■ **TASK OBJECTIVE**
The full set of entries must be copied exactly.

[Region pointing data]

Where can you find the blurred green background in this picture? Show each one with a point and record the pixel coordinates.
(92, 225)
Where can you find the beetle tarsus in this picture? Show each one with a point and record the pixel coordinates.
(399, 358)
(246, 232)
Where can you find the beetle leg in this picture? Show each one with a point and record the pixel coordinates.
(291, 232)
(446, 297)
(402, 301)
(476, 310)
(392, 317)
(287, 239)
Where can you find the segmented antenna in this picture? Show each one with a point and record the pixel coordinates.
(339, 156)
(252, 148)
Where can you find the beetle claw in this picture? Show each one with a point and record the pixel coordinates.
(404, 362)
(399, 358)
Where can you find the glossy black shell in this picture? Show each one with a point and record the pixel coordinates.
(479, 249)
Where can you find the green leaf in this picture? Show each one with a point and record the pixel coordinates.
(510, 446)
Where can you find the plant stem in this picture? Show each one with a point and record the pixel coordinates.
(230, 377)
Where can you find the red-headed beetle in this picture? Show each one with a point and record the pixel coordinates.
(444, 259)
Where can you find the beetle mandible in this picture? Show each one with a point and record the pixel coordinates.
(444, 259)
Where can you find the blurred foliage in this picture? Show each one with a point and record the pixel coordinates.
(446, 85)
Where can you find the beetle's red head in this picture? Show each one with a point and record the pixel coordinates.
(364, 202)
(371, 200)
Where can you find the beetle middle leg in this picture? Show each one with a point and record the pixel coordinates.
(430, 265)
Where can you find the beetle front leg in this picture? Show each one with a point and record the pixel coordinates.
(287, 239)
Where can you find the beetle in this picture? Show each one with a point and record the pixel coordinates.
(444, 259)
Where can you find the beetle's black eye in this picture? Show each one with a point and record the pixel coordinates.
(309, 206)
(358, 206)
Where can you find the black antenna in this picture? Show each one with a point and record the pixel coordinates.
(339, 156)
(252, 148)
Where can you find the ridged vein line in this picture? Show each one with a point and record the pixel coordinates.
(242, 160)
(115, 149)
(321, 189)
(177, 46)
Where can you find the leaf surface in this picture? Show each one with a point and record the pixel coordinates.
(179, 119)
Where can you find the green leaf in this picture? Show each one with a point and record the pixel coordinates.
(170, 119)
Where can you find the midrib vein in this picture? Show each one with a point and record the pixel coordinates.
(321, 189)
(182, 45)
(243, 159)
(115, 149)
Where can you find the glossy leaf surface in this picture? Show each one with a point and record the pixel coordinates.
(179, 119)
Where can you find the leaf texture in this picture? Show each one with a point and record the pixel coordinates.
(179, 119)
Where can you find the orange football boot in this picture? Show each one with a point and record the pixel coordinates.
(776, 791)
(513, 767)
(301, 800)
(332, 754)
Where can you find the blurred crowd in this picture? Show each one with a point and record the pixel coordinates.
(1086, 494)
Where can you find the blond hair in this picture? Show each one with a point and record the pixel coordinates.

■ **REPLY**
Where can you find the blurred green background in this picture? Show each one with a point and record the pixel coordinates.
(92, 225)
Where can you find the beetle tarsus in this picture? Show each one with a point and record the pixel coordinates.
(399, 358)
(246, 232)
Where can you find the beetle leg in this picture? Show each one with a point and record the pixel coordinates.
(291, 232)
(446, 297)
(402, 301)
(476, 310)
(392, 317)
(287, 239)
Where can you find the segmented antenna in this picture? Show each one with a point and record the pixel coordinates.
(339, 156)
(252, 148)
Where can you find the beetle claw in this picture? Show each one with a point and record the pixel coordinates.
(404, 362)
(399, 358)
Where can you find the glossy black shell in this picture? Show each one with a point and record the pixel coordinates.
(479, 249)
Where can you find the green leaf in this picture? Show each one with a point and record the pixel coordinates.
(510, 446)
Where can you find the plant stem in this picture? Show each one with a point and record the pixel coordinates.
(230, 377)
Where can you find the red-headed beetle in this picture? Show each one with a point and record the pixel coordinates.
(444, 259)
Where can you find the beetle mandible in this picture? Show each one with a point and record the pixel coordinates.
(444, 259)
Where can you find the blurred foliage in this picture? Show each one with a point and record the pixel coordinates.
(446, 85)
Where can you find the beetle's red head in this picture? Show each one with a point and record the pixel coordinates.
(364, 202)
(371, 200)
Where can you find the beetle middle leg in this picture? Show each one with a point and record the pixel coordinates.
(430, 265)
Where can you find the beetle front leg in this picture? Show each one with a point and record the pixel coordinates.
(287, 239)
Where can you find the beetle in this picture? Show each one with a point and record the pixel coordinates.
(444, 259)
Where can you find the beetle's black eye in this picture? Show each one with a point and record the pixel coordinates.
(309, 206)
(358, 206)
Where can you find the black antenna in this picture? Show each one with a point and record the pixel coordinates.
(339, 156)
(252, 148)
Where can you find the ridged vein line in this picture? Show each one with a point and record the pixel coordinates.
(242, 160)
(115, 149)
(321, 189)
(177, 46)
Where can you find the leaf surface in this picture? Show each one with a point and record the pixel coordinates.
(179, 119)
Where can you find the green leaf in this picture? Show each one with a point and record the pixel coordinates.
(170, 119)
Where can you find the midrib vein in this picture? Show each one with a point and record the pixel coordinates.
(321, 189)
(182, 45)
(243, 159)
(115, 149)
Where can you find the glossy leaf surface in this picture? Show each one with a point and record the pixel coordinates.
(179, 119)
Where can you find the leaf texture in this picture? Show each one with a point and record the pixel coordinates.
(179, 119)
Where can you find the orange football boot in this picture? Show each one with a point and record the pixel coordinates.
(776, 791)
(513, 767)
(301, 800)
(332, 754)
Where can you find the blurred crowd in this picture? Show each one with a point and record the pixel coordinates.
(1086, 494)
Where can you find the blond hair in this picture? Show each one with a point and record the pixel coordinates.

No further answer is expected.